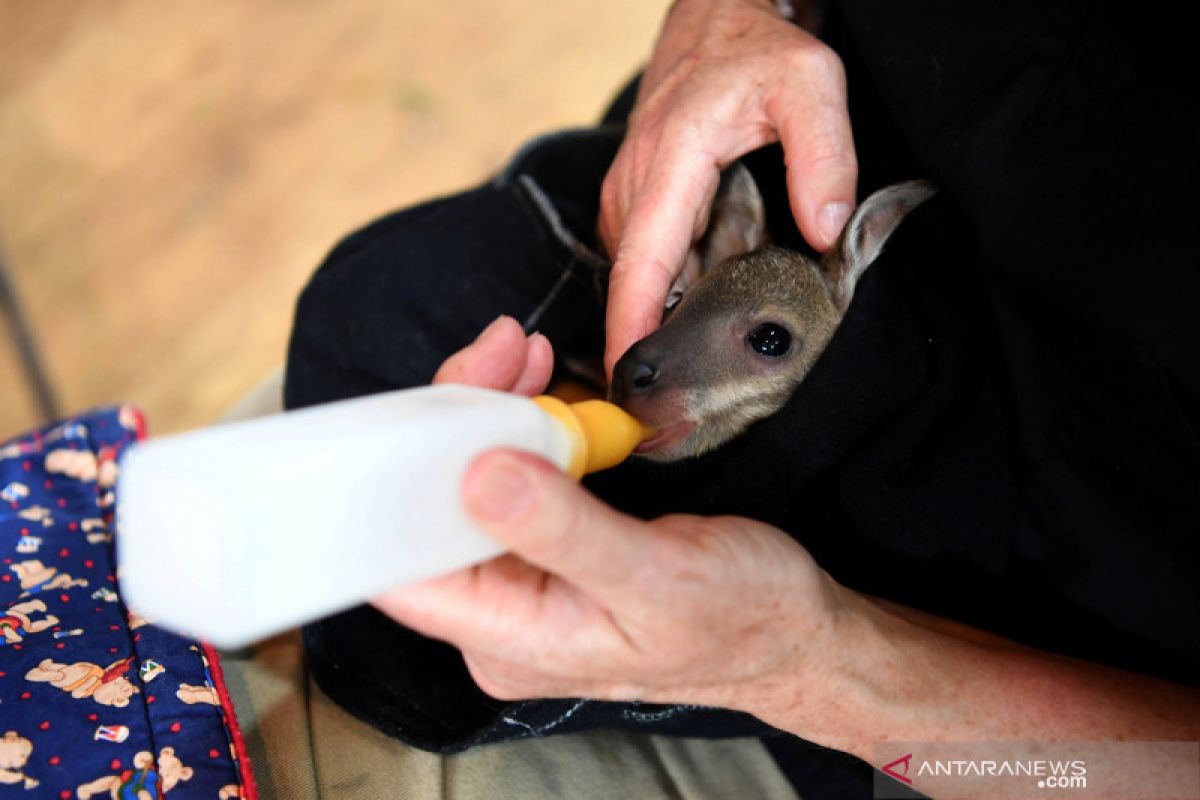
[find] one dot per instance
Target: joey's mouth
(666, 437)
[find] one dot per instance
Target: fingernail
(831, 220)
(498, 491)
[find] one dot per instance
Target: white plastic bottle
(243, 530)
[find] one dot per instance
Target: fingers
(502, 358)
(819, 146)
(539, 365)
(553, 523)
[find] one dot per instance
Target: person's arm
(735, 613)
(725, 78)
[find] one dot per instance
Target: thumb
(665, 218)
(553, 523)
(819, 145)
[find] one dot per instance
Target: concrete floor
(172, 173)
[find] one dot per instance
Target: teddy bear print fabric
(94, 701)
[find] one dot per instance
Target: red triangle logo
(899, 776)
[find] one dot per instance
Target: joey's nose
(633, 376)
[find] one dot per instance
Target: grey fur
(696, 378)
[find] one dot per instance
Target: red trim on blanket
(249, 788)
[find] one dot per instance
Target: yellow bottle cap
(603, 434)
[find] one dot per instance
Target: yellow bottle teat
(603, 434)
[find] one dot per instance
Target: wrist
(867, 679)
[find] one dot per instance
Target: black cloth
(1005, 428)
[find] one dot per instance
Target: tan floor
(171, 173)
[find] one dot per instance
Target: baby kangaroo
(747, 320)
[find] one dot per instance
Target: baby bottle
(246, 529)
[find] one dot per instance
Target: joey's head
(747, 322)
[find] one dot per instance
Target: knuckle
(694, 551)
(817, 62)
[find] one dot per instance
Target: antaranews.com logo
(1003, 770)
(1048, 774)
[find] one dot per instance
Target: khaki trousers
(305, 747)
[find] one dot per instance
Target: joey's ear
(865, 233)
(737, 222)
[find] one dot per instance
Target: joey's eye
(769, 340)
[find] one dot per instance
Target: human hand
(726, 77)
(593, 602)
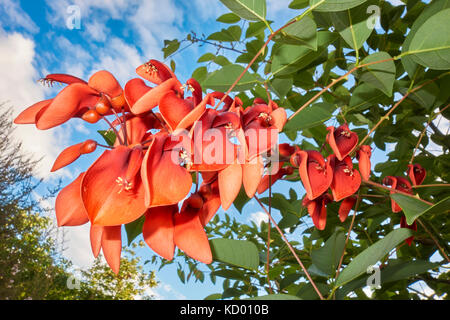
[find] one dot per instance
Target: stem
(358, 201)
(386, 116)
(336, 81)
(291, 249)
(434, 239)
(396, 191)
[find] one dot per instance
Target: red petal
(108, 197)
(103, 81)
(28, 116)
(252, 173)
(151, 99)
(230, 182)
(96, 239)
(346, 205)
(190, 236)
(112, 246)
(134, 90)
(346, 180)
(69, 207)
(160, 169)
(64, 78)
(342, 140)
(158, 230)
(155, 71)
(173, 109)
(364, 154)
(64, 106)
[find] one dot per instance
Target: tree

------------------------------------------------------------

# WHAT IS REQUIRED
Please print the entries exactly as they stand. Images are not part of the copy.

# YOUR SOLUTION
[find] one dot per instance
Target: joey's mouth
(666, 437)
[find] one dot per instance
Target: fingernail
(831, 220)
(498, 491)
[find] one dot per instance
Target: white plastic bottle
(243, 530)
[find] one dot per instance
Target: fingers
(502, 358)
(819, 146)
(539, 365)
(553, 523)
[find] one dot per instance
Target: person's arm
(735, 613)
(725, 78)
[find] one dot per instance
Target: thumb
(665, 218)
(553, 523)
(819, 145)
[find] one dot per instance
Target: concrete floor
(172, 173)
[find] one dot per instance
Target: teddy bear print fabric
(94, 701)
[find] one dot per instance
Target: red triangle logo
(899, 776)
[find] one dot per instance
Target: joey's nose
(633, 376)
[find] one dot per instance
Target: grey fur
(696, 378)
[find] one dot per instance
Target: red trim on blanket
(249, 788)
[find] one dot per instance
Target: yellow bottle cap
(603, 434)
[find] one dot per instance
Target: yellow bottle teat
(603, 434)
[find] one dot per instance
Target: wrist
(867, 679)
[find] one dot per instance
Target: black cloth
(1005, 428)
[find] one dot per instance
Target: tan floor
(171, 173)
[find] one dot per instance
Target: baby kangaroo
(747, 320)
[find] one dot per instance
Target: baby bottle
(246, 529)
[find] one dot per instance
Target: joey's head
(747, 322)
[find] one dot per instance
Target: knuckle
(694, 551)
(817, 62)
[find] one dot per instance
Target: antaranews.com logo
(1003, 770)
(1048, 774)
[find] one dot per instance
Target: khaki trousers
(305, 747)
[find] one dot per instance
Target: joey's ear
(865, 233)
(737, 222)
[find] one dot per instance
Target: joey's eye
(769, 340)
[find] one dot per instance
Target: human hand
(726, 77)
(593, 602)
[find] one dot per instance
Target: stem
(358, 201)
(386, 116)
(336, 81)
(291, 249)
(434, 239)
(396, 191)
[find] one dot per instance
Target: red petal
(108, 197)
(103, 81)
(28, 116)
(252, 173)
(151, 99)
(230, 182)
(96, 239)
(346, 205)
(190, 236)
(112, 246)
(134, 90)
(346, 180)
(69, 207)
(160, 169)
(64, 78)
(342, 140)
(158, 230)
(155, 71)
(173, 109)
(364, 154)
(64, 106)
[find] one dot per instance
Target: tree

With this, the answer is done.